What you are asked to do:
Each entry must be given again exactly; images do not belong in the copy.
━━━━
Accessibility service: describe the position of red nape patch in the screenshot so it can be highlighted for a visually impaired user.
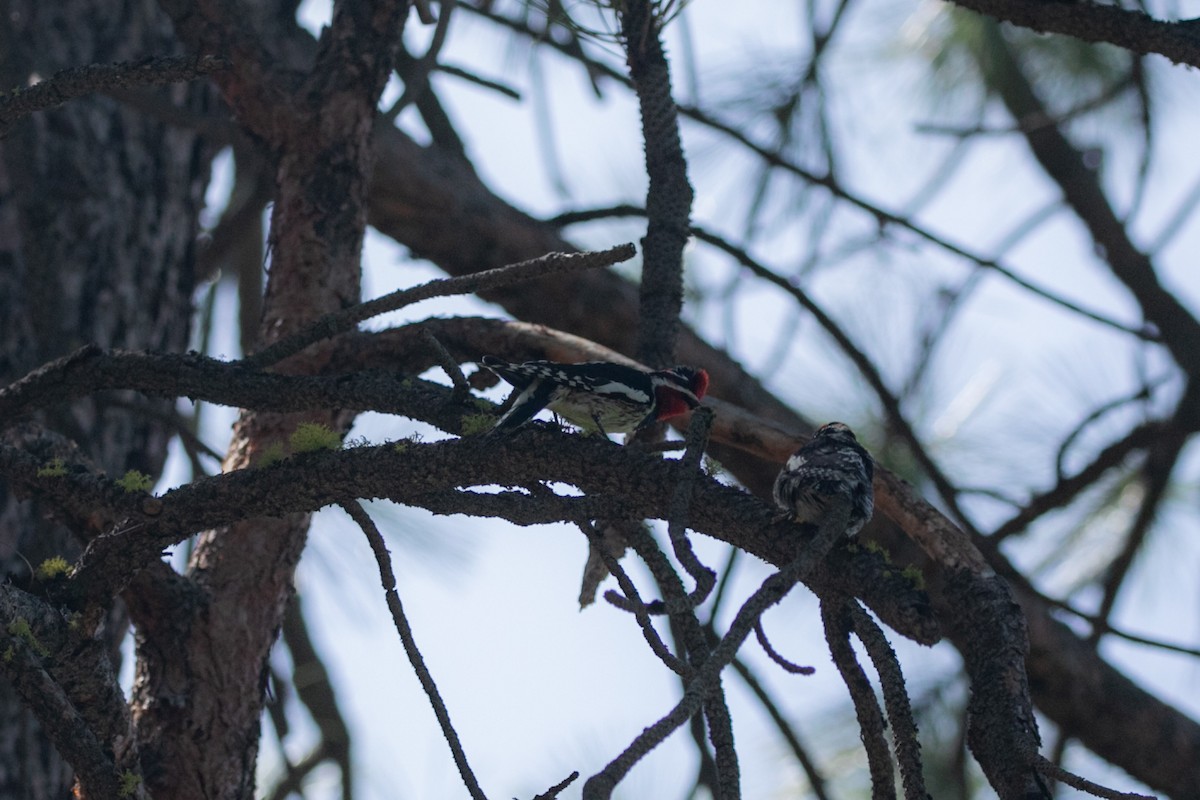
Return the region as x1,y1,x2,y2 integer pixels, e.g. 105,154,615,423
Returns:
691,369,710,399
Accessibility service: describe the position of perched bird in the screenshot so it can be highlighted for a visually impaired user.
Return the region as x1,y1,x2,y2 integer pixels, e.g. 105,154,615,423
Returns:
481,356,709,436
773,422,874,537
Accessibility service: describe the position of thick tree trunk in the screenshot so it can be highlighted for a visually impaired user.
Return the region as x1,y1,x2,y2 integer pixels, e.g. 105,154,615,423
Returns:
0,1,211,795
123,3,404,795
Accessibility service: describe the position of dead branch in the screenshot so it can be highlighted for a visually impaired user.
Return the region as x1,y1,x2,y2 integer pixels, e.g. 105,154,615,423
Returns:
947,0,1200,70
0,55,228,136
244,245,636,369
341,500,488,800
849,603,927,800
822,596,894,799
583,505,852,799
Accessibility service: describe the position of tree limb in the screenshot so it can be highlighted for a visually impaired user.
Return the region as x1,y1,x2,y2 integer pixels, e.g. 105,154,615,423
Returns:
949,0,1200,70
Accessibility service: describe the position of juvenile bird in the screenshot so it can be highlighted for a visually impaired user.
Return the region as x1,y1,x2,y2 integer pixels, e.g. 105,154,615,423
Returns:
773,422,874,537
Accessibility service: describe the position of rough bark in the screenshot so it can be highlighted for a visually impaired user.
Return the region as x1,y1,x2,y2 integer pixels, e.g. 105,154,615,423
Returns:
123,3,408,797
0,0,211,795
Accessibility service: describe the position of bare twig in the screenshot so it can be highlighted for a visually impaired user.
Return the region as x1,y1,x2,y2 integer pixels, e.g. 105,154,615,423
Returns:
1063,612,1200,659
531,771,580,800
947,0,1200,69
0,55,229,136
618,524,740,796
434,62,521,100
1091,433,1187,638
582,505,851,800
420,328,471,402
387,0,457,121
244,244,636,369
753,620,814,675
1149,165,1200,254
822,597,895,799
849,603,927,800
1034,755,1155,800
662,407,716,610
706,546,741,620
583,522,689,676
339,501,488,800
1054,382,1159,480
729,653,832,800
991,422,1159,541
1126,57,1154,225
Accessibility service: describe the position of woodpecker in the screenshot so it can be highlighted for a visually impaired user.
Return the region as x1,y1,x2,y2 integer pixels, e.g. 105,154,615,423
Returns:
481,356,709,436
773,422,874,537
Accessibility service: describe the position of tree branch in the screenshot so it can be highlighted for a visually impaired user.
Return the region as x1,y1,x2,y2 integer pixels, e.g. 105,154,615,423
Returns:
990,422,1160,541
849,603,927,800
0,55,229,136
340,500,488,800
979,18,1200,379
618,0,692,367
728,653,831,800
243,245,635,369
582,505,852,799
662,408,717,609
620,523,740,797
948,0,1200,69
586,521,690,676
1034,755,1154,800
0,584,135,799
822,596,894,799
1091,433,1187,635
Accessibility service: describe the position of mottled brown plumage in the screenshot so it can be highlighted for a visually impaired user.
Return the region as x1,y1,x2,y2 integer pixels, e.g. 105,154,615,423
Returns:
773,422,874,537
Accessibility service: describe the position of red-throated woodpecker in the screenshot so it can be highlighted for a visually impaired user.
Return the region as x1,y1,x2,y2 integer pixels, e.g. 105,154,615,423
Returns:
481,356,709,437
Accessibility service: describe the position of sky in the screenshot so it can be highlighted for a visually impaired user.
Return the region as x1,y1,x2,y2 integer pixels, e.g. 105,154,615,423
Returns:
140,1,1200,798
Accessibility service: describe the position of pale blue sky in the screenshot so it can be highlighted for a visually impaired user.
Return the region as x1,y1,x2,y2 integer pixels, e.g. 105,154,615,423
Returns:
140,1,1200,798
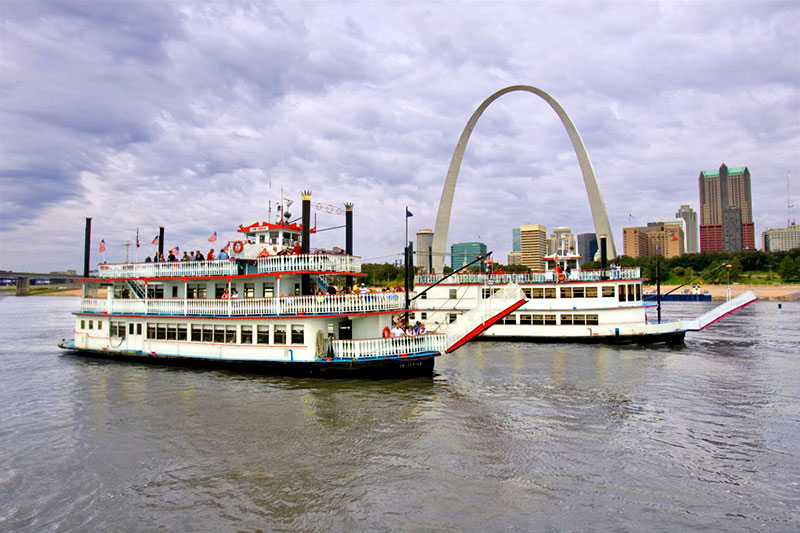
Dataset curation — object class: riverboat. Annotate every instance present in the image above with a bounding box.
[58,193,525,378]
[412,253,757,344]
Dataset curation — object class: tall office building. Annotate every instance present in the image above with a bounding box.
[659,217,688,254]
[416,229,434,273]
[548,227,576,255]
[623,223,684,258]
[507,251,522,265]
[699,164,754,252]
[450,242,487,270]
[512,228,521,252]
[577,233,598,263]
[762,224,800,252]
[520,224,548,270]
[675,205,699,253]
━━━━
Written answer:
Accessibility service: describe the position of red nape patch in the screenshot so it can be highlighted for a visually impaired user.
Return the region as x1,y1,x2,y2 integer pixels, e.g. 105,154,615,423
Returns:
691,369,710,399
Accessibility service: describe the position of perched bird in the screenshot so it can be highlighted for a visually impaired user.
Return the region as x1,y1,x2,y2 integer pixels, e.g. 105,154,615,423
Returns:
481,356,709,436
773,422,874,537
Accessibility service: describe the position of thick tree trunk in the screenshot so it can be highlighted for a visually impaired user.
Return the region as x1,y1,x2,y2 integer pixels, e.g. 105,154,615,423
Returns:
0,1,211,795
123,3,404,795
Accessibility service: describe the position of dead branch in the screenshot so it can be highlighted for a visually impaired user.
Return the region as x1,y1,x2,y2 integer pixels, e.g. 105,154,615,423
Returns:
947,0,1200,70
0,55,228,136
244,245,636,369
341,500,488,800
849,603,927,800
822,596,894,799
583,505,852,799
Accessibility service: describe the position of tree limb in the screenshot so it can be highlighted for a visually impaired user.
Return the region as x1,y1,x2,y2 integer pixels, e.g. 105,154,615,423
Returns:
949,0,1200,70
Accessibility service: describe the position of juvenile bird in the screenshot so it can be highlighted for a visually impaired user.
Return the region as x1,y1,x2,y2 integer pixels, e.g. 105,154,615,423
Returns:
773,422,874,537
Accessibility service: describe the position of rough bark in the screenshot so it can be highlighted for a visually impaired user.
Return the region as x1,y1,x2,y2 integer pixels, e.g. 105,154,615,423
Returns:
123,3,408,797
0,0,211,795
Accessibility service: describe the position of bare twig in the screenshot so it can be highlighted for a visually impaired user.
Return the region as x1,y1,x2,y2 integer pixels, e.g. 105,154,615,423
Returns:
1063,612,1200,659
531,771,580,800
947,0,1200,69
0,55,229,136
618,524,740,796
434,62,521,100
1091,433,1187,638
582,505,851,800
420,328,471,402
387,0,457,121
244,244,636,369
753,620,814,675
1149,165,1200,254
822,597,895,799
849,603,927,800
1034,755,1155,800
662,407,716,610
706,546,741,620
583,522,689,676
339,501,488,800
1054,382,1159,480
729,653,832,800
991,422,1159,541
1126,57,1154,225
Accessibility service: describe the position of woodpecker in the screenshot so it can be highlighted for a visually impaired user.
Return the region as x1,y1,x2,y2 integer pixels, e.g. 105,154,615,423
Returns:
481,356,709,436
773,422,874,537
Accessibility service: describe the position of tree branch in the screenshot so it can be highlighted for a visually impaired user.
Return the region as x1,y1,x2,y2 integer pixels, e.g. 105,154,615,423
Returns:
990,422,1160,541
849,603,927,800
0,55,229,136
340,500,488,800
979,18,1200,379
618,0,692,367
728,653,831,800
243,245,635,369
582,505,852,799
662,408,717,609
620,523,740,797
948,0,1200,69
586,521,690,676
1034,755,1154,800
0,584,135,799
822,596,894,799
1091,433,1187,635
Accessibility service: describe the position of mottled brown plumage in the screenshot so it can be highlighted for a visually impaired user.
Return the region as x1,y1,x2,y2 integer pixels, e.g. 105,154,615,423
Returns:
773,422,874,537
Accessibility service: describe the position of red-throated woodpecker in the screenshot so it can be highlighted for a visually impaired user.
Return the region as x1,y1,x2,y2 integer pixels, e.g. 105,154,615,423
Returns:
481,356,709,437
Accessibility service: describe the position of sky in the screenshot so it can be highlighted for a visually impaired user.
Return the region as x1,y1,x2,y2 integer pixels, e.g. 105,154,615,423
Returns:
140,1,1200,798
Accessibility service: describe the position of pale blue sky in the screenshot so it can be highlighted for a visually impaired user.
Return the region as x1,y1,x2,y2 integer pixels, e.g. 105,154,615,423
Returns:
140,1,1200,798
Dataset curation — object class: riverboat. Annotate every instance present in the image above with a bounding box.
[58,193,525,378]
[412,253,757,344]
Dataset curation — object class: tall office building. Annotate every instance present in the image above with a bounding box.
[659,217,688,254]
[416,229,434,273]
[548,227,576,255]
[623,223,684,258]
[507,251,522,265]
[699,164,754,252]
[450,242,487,270]
[512,228,521,252]
[577,233,598,263]
[762,224,800,252]
[520,224,548,270]
[675,205,699,253]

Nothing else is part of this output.